◆ GIVEN EXERCISE 1
Please list every reputation figure shown in the pandas forum thread.

◆ TEXT PASSAGE
★ ★ ★ ★
Reputation: 157
Need to create a new column that concatenate multiple columns based on the value of each column. For example, input:
s1 s2 s3
1 0 0
1 1 0
0 1 2
Output:
s1 s2 s3 col
1 0 0 s1
1 1 0 s1, s2
0 1 2 s2, s3
Basically I need to output a column name when the value is >0, and only output it once even if the number is more than 1.
The code I used but didn't work:
df['col'] = 's1' * min(df['s1'], 1) + ', ' + 's2' * min(df['s2'], 1) + ', ' + 's3' * min(df['s3'], 1)
Upvotes: 1
Views: 215
Reputation: 863801
Create mask for compare values greater like 0
by DataFrame.gt
and then use DataFrame.dot
with columns names for matrix multiplication:
cols = ["s1", "s2", "s3"]
df['col'] = df[cols].gt(0).dot(df.columns + ',').str[:-1]
print (df)
s1 s2 s3 col
0 1 0 0 s1
1 1 1 0 s1,s2
2 0 1 2 s2,s3
Upvotes: 5
Reputation: 175
It can be done with a df.apply
and a lambda
function as follows
df["col"] = df.apply(lambda row: ",".join(row[row>0].keys().tolist()), axis=1)
you can also pass specific column names when you have to apply this operation to only a specific columns
df["col2"] = df[["s1", "s2", "s3"]].apply(lambda row: ",".join(row[row>0].keys().tolist()), axis=1)
Upvotes: 0
★ ★ ★ ★
◆ GIVEN EXERCISE 2
Tally the lines of the records below that contain the word "dark" and give only the number.
★ ★ ★ ★
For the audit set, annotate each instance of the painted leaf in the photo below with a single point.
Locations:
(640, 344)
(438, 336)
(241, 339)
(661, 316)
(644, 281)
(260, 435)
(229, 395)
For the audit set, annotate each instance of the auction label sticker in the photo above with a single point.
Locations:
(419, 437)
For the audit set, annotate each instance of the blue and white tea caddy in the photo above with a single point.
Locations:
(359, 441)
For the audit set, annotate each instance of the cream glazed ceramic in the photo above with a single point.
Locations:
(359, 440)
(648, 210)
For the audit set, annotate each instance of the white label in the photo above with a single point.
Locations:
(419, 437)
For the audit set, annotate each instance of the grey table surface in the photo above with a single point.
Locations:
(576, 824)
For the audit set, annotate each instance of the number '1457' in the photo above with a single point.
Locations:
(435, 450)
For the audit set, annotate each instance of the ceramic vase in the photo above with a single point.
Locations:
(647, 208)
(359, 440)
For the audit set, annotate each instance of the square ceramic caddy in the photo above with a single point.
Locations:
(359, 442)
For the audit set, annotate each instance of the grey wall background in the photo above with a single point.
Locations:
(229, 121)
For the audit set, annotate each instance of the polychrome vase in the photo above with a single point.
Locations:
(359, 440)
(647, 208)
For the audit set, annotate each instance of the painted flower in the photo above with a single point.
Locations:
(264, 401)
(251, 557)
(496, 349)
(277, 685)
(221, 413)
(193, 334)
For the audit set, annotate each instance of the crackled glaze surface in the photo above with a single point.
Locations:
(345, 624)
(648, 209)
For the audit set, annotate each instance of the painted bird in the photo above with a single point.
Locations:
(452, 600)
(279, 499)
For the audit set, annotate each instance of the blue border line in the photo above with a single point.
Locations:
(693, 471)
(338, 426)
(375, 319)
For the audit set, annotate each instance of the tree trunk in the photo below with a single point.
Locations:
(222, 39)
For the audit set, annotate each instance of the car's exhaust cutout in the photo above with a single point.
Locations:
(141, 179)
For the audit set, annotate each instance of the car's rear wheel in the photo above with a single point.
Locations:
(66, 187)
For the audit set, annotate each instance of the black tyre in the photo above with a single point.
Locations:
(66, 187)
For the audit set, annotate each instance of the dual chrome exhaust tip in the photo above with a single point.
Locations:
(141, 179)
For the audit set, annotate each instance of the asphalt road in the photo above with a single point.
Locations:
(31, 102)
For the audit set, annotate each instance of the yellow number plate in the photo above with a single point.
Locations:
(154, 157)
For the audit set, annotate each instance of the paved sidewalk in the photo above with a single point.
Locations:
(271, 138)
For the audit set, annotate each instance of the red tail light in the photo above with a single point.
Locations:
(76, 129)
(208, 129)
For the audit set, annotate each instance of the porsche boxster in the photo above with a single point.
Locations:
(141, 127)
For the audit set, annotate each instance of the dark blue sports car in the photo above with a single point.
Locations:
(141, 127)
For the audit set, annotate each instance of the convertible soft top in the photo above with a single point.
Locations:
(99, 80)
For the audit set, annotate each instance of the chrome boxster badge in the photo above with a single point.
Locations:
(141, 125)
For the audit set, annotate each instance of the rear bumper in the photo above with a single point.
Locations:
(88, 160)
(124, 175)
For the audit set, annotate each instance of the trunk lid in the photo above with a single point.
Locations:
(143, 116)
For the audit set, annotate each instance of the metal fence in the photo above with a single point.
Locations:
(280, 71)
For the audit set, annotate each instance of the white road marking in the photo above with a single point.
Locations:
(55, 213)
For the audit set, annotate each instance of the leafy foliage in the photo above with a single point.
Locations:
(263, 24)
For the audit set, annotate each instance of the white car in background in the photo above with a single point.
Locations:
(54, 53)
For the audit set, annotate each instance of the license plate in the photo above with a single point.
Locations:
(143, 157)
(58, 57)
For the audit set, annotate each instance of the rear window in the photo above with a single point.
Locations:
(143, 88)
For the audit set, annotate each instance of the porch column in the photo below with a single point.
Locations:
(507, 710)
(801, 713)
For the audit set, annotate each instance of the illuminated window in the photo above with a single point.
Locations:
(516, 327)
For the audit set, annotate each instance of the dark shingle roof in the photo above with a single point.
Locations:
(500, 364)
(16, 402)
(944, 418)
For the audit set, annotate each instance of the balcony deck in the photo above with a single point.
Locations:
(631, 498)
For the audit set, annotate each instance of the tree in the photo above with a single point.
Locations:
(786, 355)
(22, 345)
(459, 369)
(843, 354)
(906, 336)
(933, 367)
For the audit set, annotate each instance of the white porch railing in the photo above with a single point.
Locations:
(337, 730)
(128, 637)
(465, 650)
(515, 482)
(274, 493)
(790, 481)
★ ★ ★ ★
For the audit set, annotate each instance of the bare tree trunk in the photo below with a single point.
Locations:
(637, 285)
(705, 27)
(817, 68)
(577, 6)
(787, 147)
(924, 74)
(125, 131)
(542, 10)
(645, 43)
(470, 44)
★ ★ ★ ★
◆ WORKED ANSWER 1
157, 863801, 175

◆ WORKED ANSWER 2
2